## Given instruction
Show each line of the records that contains the string "stem". Case counts.

>> begin

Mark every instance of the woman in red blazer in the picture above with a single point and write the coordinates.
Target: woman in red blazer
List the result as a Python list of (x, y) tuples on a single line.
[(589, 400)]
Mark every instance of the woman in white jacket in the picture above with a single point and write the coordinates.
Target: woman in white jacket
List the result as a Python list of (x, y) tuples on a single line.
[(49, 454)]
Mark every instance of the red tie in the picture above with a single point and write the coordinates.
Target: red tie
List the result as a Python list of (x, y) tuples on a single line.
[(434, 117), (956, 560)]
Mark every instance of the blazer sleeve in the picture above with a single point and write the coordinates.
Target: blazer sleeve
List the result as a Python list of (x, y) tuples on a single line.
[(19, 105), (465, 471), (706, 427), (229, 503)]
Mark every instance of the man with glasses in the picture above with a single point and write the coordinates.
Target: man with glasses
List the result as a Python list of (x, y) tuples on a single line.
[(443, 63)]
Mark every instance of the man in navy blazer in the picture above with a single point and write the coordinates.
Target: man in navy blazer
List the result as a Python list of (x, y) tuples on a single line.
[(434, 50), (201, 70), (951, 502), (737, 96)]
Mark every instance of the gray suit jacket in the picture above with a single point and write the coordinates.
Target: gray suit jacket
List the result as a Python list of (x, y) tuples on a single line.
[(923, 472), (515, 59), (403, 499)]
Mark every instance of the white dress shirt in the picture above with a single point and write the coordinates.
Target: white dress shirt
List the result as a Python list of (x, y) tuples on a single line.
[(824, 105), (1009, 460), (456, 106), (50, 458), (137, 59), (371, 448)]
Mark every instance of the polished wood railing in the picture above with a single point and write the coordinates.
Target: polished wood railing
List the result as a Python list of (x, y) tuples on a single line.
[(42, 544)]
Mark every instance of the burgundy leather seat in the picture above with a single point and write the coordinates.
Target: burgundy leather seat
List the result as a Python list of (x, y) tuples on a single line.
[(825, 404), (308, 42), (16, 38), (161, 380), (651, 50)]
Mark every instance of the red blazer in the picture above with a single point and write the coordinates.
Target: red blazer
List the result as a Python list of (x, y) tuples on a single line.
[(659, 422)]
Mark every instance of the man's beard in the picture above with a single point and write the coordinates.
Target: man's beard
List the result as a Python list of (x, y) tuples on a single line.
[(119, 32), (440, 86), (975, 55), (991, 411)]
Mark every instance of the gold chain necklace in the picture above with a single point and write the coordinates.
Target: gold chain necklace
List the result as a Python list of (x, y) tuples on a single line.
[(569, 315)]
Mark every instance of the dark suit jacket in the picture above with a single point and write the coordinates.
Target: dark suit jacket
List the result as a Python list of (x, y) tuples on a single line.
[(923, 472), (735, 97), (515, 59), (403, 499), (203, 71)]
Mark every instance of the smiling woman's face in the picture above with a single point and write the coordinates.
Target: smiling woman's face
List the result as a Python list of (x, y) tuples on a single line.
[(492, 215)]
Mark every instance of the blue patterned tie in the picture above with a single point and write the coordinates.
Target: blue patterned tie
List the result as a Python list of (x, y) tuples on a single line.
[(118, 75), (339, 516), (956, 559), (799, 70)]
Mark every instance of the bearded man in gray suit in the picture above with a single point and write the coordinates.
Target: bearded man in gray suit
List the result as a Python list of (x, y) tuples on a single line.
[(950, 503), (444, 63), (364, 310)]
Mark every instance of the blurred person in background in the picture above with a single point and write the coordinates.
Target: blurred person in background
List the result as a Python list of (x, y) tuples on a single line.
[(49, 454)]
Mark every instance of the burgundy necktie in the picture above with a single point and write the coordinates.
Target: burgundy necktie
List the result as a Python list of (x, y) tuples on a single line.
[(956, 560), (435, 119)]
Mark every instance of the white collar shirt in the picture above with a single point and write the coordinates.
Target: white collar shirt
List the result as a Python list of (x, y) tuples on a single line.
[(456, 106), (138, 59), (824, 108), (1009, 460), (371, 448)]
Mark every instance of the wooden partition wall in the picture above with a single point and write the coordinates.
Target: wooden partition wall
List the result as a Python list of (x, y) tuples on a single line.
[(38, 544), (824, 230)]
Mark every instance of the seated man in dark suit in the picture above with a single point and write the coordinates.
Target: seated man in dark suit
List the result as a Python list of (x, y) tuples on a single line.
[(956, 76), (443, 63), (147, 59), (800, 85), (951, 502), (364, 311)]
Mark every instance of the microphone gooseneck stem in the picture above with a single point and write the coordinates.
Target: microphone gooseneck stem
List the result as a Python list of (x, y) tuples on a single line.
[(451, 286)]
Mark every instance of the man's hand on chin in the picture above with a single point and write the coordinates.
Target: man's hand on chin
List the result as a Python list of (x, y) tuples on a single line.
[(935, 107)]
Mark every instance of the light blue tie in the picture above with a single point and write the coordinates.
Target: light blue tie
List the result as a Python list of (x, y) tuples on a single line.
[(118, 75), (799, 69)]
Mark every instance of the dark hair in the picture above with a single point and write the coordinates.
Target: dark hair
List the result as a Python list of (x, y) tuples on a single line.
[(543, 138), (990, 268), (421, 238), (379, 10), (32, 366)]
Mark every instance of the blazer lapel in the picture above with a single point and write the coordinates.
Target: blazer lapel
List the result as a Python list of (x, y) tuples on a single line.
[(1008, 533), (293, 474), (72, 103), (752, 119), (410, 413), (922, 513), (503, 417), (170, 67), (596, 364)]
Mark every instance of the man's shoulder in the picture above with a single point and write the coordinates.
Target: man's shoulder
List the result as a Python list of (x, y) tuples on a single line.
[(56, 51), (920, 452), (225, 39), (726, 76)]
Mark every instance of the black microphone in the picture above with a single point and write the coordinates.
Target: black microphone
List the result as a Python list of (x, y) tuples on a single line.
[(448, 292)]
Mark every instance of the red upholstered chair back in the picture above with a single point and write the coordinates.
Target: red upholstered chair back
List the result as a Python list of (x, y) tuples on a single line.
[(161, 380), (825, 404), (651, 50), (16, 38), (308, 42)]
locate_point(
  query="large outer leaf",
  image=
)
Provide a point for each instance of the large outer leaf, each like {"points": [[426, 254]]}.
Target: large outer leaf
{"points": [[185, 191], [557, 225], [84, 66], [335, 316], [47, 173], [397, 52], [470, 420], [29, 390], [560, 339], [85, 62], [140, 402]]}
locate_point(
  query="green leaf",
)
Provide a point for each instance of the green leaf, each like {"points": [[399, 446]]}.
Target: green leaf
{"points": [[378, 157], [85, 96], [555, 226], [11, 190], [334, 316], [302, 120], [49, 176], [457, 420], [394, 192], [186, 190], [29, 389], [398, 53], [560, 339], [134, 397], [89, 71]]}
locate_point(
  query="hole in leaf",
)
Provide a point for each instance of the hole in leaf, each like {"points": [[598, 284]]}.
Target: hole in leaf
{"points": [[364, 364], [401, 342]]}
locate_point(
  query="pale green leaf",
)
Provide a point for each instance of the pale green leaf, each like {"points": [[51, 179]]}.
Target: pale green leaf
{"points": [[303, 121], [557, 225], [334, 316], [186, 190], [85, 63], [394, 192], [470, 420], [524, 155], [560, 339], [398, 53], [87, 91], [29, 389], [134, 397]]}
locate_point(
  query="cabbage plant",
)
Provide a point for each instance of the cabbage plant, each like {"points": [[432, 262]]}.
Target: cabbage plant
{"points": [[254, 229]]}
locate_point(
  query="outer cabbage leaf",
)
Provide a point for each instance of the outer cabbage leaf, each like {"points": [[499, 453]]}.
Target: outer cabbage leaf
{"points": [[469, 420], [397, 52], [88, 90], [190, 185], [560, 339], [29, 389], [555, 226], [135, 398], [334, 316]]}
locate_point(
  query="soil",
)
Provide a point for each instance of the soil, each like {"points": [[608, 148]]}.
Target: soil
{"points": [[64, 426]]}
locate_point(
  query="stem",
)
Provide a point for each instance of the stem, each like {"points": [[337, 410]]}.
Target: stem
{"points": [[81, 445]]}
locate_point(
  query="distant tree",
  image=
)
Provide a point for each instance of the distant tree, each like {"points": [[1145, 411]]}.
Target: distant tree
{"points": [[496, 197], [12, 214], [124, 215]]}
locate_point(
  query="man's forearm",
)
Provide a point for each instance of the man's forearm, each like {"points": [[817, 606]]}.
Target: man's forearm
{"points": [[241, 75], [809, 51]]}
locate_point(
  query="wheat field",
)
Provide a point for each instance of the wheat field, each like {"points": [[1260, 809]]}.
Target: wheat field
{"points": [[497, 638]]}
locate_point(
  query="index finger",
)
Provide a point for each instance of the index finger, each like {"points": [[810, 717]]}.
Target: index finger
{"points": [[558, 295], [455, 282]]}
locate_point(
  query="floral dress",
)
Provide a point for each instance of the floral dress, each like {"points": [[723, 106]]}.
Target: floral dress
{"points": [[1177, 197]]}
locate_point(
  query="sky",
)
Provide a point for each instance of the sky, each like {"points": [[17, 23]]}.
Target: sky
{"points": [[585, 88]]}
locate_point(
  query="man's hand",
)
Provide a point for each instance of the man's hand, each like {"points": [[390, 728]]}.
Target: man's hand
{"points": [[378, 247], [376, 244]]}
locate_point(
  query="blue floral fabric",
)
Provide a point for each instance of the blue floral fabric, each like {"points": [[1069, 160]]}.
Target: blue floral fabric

>> end

## Solution below
Mark every instance of the microphone gooseneck stem in the picture above with a single point and write the coordinates.
Target: microphone gooseneck stem
  query="stem",
Provide a point for each instance of the stem, each like {"points": [[337, 410]]}.
Target: stem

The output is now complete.